▶ [Fragmento del texto]
-------------------------

# trompe-l'oeil



## sofinina

Por favor, comment dit-on "trompe l'oeil" en espagnol?

Muchas gracias...


----------



## demosthène

Salut ! Si tu veux parler de peinture je dirais "un trampantojo" mais au sens figuré, une apparence trompeuse, une tromperie, ça serait plutôt : "una engañifa". Voilà


----------



## totor

Lo que te dijo Demosthène es correcto, Sofinina, pero en realidad puedes dejarlo en francés, en bastardilla, porque es un término muy conocido y que se entiende.

Y bienvenida al foro.


----------



## malena es nombre de ...

te refieres a la tecnica pictorica? yo lo traduciria como engaña ojos.


----------



## Eva Maria

Precisamente estaba traduciendo _trompe-l'oeil_ en otro contexto ajeno al arte y he comprobado que se puede traducir, aparte de todo lo dicho (bueno, excepto "engaña ojos", que veo muy literal), también como:

- Apariencia engañosa

EM


----------



## yserien

Eso es Eva María : hay más cosas que la pintura. Apariencia engañosa, no es oro todo lo que reluce....)

-------------------------

▶ [Datos proporcionados]

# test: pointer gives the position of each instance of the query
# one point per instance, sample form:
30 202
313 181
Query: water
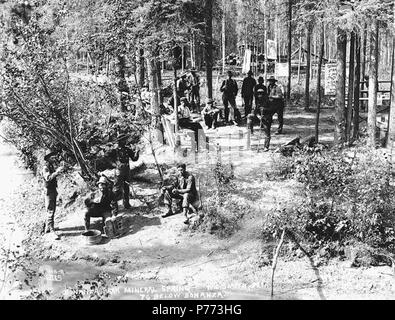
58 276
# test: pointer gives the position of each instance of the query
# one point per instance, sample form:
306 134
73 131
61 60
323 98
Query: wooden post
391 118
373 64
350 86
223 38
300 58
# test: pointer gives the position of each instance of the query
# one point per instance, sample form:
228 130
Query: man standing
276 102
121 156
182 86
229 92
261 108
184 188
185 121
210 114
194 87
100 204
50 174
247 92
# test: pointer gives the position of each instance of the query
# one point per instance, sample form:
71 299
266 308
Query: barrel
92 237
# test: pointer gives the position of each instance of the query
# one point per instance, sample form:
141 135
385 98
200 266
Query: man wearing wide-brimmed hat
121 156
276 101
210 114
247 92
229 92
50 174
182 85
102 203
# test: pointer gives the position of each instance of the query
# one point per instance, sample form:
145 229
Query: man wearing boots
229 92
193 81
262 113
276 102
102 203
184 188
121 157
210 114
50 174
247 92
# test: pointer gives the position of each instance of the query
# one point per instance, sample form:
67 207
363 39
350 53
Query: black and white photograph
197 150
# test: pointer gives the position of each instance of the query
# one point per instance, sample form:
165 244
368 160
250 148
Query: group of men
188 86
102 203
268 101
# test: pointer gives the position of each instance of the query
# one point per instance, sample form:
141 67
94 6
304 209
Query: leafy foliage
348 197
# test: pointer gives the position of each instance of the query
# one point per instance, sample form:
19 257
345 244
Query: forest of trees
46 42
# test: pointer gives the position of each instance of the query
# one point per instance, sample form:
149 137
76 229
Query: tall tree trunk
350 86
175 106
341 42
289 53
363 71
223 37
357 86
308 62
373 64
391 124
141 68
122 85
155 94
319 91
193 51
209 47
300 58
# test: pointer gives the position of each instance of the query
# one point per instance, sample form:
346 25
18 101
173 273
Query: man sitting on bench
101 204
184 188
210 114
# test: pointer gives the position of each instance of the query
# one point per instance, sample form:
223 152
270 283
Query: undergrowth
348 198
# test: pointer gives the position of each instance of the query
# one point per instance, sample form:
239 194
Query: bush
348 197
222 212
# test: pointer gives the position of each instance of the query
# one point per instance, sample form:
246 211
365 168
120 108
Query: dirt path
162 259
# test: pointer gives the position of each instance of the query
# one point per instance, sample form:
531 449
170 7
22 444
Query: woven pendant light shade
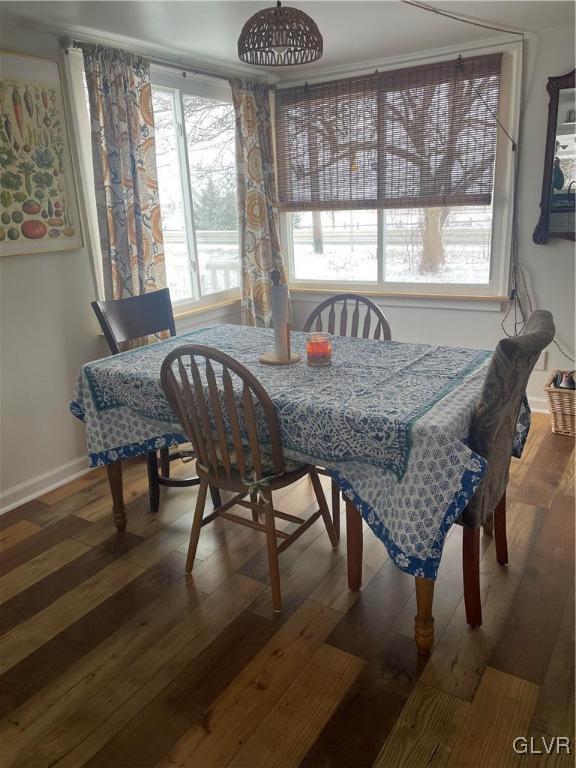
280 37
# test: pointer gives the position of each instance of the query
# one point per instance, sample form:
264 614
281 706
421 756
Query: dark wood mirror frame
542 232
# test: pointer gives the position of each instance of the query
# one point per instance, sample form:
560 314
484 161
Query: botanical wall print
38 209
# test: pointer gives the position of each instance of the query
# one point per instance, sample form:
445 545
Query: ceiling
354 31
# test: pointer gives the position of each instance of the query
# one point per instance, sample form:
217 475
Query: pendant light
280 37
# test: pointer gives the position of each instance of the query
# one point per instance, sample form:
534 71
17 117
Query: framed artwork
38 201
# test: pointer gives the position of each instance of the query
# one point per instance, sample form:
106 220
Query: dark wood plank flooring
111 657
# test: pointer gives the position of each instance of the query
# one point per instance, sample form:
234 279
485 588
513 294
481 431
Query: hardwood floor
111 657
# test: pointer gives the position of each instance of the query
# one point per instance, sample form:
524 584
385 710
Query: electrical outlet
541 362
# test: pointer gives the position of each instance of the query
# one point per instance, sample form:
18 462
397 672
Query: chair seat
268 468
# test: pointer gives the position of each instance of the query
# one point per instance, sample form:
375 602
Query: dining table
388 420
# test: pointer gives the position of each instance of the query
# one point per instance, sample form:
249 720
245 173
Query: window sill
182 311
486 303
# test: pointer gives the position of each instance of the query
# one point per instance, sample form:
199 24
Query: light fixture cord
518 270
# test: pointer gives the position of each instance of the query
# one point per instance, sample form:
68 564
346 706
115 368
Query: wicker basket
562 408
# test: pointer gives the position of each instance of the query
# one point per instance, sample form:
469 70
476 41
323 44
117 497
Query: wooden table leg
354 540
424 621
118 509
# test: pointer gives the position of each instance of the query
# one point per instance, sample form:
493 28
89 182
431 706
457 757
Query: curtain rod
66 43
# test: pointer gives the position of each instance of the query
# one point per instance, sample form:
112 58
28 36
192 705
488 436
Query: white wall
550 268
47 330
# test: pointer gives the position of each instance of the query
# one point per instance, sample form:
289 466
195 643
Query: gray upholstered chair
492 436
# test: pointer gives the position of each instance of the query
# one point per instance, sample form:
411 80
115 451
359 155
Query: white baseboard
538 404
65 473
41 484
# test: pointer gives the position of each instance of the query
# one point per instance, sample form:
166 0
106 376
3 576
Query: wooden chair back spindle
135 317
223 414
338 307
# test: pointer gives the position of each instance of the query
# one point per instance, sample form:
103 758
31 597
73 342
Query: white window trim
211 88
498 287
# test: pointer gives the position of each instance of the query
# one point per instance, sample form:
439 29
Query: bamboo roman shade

-------------------------

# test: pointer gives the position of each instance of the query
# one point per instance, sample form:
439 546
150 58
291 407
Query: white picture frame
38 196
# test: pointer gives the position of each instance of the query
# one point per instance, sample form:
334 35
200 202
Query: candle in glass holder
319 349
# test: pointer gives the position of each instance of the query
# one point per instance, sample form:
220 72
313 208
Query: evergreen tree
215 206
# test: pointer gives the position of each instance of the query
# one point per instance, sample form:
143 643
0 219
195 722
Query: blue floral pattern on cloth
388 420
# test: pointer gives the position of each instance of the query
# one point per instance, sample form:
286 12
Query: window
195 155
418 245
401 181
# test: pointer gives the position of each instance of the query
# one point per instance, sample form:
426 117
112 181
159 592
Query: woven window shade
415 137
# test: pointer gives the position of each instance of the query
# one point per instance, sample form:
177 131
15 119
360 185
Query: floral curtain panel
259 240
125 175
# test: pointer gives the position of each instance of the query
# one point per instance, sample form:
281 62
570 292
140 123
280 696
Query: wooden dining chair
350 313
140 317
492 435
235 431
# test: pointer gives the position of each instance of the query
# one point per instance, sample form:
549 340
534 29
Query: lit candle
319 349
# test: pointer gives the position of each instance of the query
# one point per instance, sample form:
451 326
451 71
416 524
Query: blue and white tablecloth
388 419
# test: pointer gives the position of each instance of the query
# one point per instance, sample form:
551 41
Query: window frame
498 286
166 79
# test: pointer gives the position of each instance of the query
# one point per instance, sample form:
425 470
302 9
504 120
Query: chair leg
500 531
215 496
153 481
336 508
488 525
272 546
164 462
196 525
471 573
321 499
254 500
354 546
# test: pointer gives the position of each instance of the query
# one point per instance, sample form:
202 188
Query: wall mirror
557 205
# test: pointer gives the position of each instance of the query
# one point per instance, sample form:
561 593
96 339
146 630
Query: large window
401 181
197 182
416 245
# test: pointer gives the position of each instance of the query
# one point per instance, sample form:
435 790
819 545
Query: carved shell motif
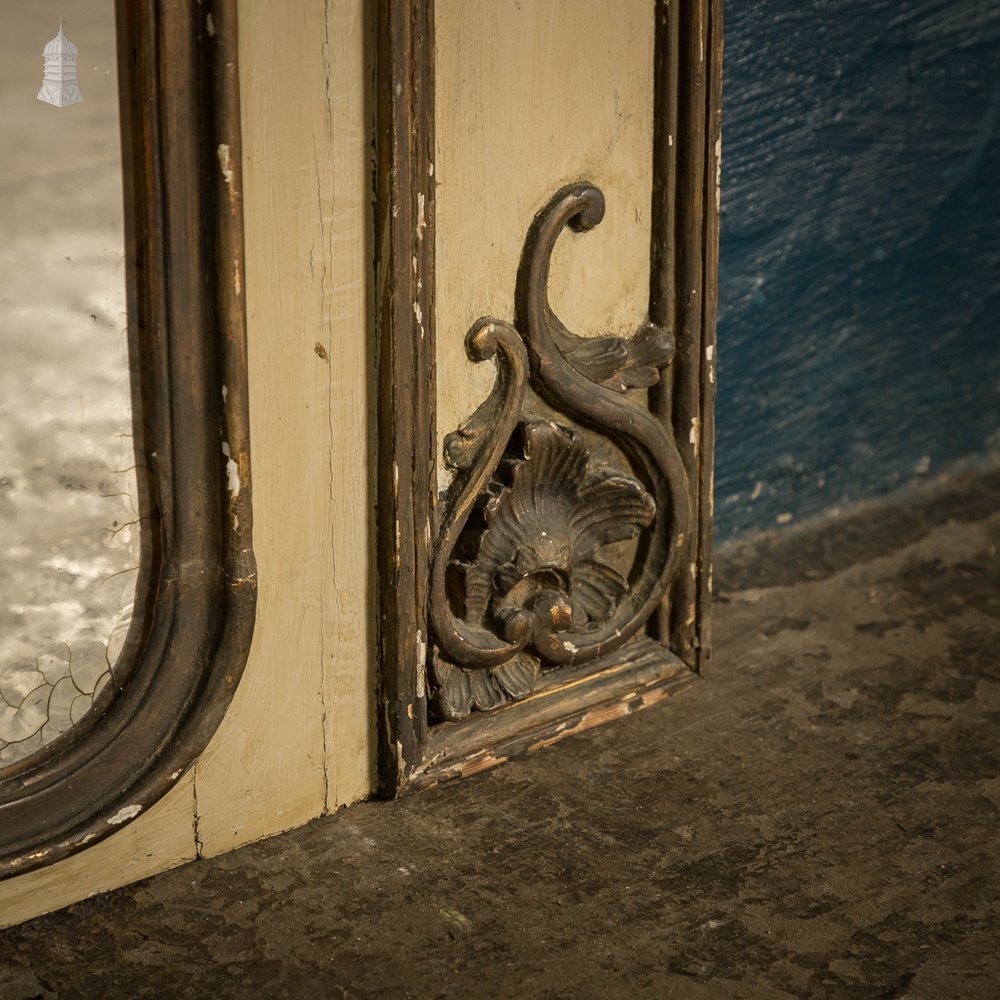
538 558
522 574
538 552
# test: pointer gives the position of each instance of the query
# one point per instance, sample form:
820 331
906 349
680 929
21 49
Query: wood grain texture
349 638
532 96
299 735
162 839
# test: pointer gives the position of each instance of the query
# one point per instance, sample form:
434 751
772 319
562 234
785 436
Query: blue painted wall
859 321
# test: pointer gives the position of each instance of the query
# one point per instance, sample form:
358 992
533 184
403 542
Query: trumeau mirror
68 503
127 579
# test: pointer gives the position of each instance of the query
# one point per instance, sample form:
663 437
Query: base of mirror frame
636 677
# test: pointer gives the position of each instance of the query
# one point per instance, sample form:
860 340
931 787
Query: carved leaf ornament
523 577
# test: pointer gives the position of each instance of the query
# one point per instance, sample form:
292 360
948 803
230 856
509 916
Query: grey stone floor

-------------------------

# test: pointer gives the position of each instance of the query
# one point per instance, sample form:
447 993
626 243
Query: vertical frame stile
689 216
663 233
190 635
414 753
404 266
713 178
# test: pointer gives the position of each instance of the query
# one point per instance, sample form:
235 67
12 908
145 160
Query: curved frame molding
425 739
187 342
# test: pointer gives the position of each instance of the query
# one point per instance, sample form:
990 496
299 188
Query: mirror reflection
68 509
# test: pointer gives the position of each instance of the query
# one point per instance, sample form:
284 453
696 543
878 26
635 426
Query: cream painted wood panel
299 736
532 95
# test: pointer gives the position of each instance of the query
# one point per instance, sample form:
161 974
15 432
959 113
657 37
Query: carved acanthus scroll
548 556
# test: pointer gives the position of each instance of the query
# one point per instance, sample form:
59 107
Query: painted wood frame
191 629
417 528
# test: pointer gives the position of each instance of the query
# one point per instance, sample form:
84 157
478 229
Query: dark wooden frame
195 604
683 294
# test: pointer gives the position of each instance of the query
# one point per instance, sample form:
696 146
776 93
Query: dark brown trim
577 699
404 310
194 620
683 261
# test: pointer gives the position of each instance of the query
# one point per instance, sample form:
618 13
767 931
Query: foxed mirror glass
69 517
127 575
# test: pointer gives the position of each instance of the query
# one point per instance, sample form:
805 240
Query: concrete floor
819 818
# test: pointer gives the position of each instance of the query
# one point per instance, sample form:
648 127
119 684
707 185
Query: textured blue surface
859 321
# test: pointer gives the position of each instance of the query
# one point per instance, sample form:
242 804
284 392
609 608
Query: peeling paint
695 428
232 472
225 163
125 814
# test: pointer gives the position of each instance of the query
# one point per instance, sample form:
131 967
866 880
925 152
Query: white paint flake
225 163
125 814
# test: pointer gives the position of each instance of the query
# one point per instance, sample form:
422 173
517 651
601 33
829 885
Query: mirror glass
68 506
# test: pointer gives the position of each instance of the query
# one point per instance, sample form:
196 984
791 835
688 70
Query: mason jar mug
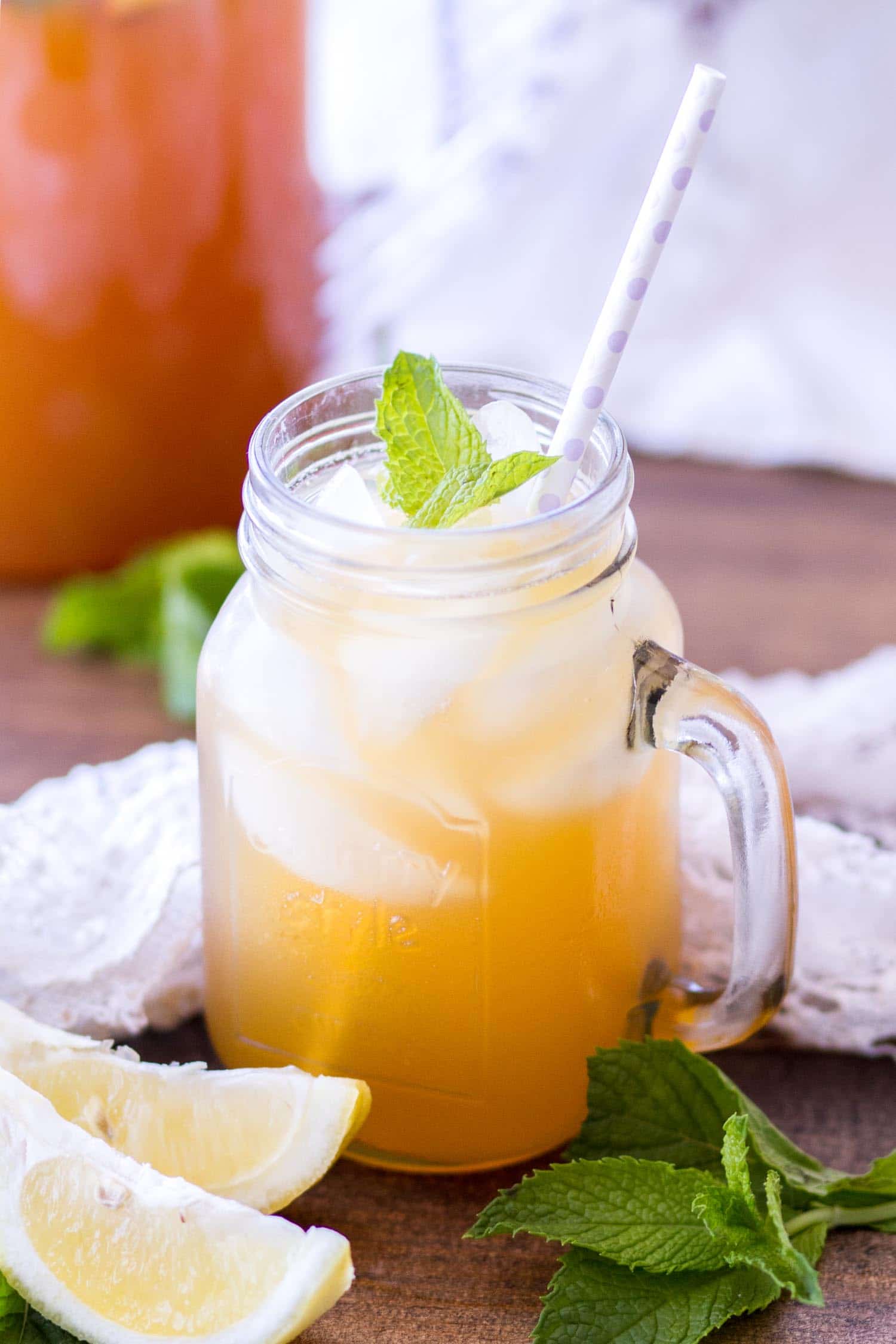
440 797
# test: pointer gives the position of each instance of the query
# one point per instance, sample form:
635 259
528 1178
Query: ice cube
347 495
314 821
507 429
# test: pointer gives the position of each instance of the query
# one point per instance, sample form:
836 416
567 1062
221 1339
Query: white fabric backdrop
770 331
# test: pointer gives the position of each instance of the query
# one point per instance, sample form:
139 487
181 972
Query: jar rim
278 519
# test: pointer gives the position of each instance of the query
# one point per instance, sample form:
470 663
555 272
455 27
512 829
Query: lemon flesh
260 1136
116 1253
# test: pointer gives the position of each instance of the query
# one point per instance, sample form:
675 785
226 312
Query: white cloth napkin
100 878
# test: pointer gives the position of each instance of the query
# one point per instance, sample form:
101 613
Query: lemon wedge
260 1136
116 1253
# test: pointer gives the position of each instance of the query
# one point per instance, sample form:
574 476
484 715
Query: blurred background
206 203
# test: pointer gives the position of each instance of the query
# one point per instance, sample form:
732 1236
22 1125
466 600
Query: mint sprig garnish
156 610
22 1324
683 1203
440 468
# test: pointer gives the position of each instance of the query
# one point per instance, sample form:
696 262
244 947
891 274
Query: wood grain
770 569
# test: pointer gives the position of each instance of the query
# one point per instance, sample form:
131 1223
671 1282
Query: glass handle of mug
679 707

-------------------------

▶ [Consigna 1]
Responde a estas preguntas sobre el hilo:
(a) ¿Qué expresión propone demosthène para el sentido figurado?
(b) ¿En qué lengua y con qué formato dice totor que se puede dejar el término?
(c) ¿Qué traducción añade Eva Maria en su mensaje?
▶ [Consigna 2] ¿Puedes copiar del hilo el pasaje que va de "Lo que te dijo" a "como engaña ojos." y cambiar "en bastardilla" por "en cursiva"?
▶ [Consigna 3]
¿Concuerdan estas afirmaciones con el hilo? Responde sí o no y cita las palabras que lo deciden.
(a) totor da la bienvenida al foro a Sofinina.
(b) Eva Maria estaba traduciendo el término en un contexto artístico.
(c) malena traduciría la técnica pictórica como "trampantojo".
Las filas son un material aparte, independiente del hilo.

▶ [Respuesta redactada 1]
(a) "una engañifa"
(b) En francés, en bastardilla.
(c) "Apariencia engañosa"

▶ [Respuesta redactada 2]
Lo que te dijo Demosthène es correcto, Sofinina, pero en realidad puedes dejarlo en francés, en cursiva, porque es un término muy conocido y que se entiende.

Y bienvenida al foro.


----------



## malena es nombre de ...

te refieres a la tecnica pictorica? yo lo traduciria como engaña ojos.

▶ [Respuesta redactada 3]
(a) Sí: "Y bienvenida al foro."
(b) No: "en otro contexto ajeno al arte"
(c) No: "yo lo traduciria como engaña ojos."